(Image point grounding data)

◆ ◆ ◆ ◆

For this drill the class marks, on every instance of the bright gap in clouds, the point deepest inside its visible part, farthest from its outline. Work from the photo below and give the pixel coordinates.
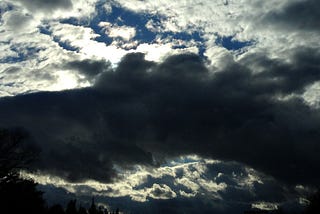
(183, 178)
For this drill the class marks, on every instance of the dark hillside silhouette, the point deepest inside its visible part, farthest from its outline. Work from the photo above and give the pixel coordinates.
(17, 195)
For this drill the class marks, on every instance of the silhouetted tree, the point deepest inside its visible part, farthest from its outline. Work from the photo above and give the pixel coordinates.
(71, 207)
(314, 206)
(82, 210)
(17, 195)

◆ ◆ ◆ ◆

▶ **WHAT YOU WILL DO**: The copy should match the records above exactly, except that pictures are dropped.

▶ **WRITTEN RESPONSE**:
For this drill the class marks, on every instance of the bright gap in clouds, the point deepest inside its visible part, farthest from its outline. Work from the photo below and give the pixel coordinates.
(183, 178)
For this drill the class marks, on every instance of the dark hillside silhouette, the point deepest inside its visible part, farthest from its outline. Work from the photo above and give the pixel coordinates.
(17, 195)
For this drill the class marks, on every instance of the silhouetted tree, the point deepest inside its visible part, farthest from its outline. Work from the photo above and give the pixel coordinates.
(71, 207)
(314, 206)
(82, 210)
(17, 195)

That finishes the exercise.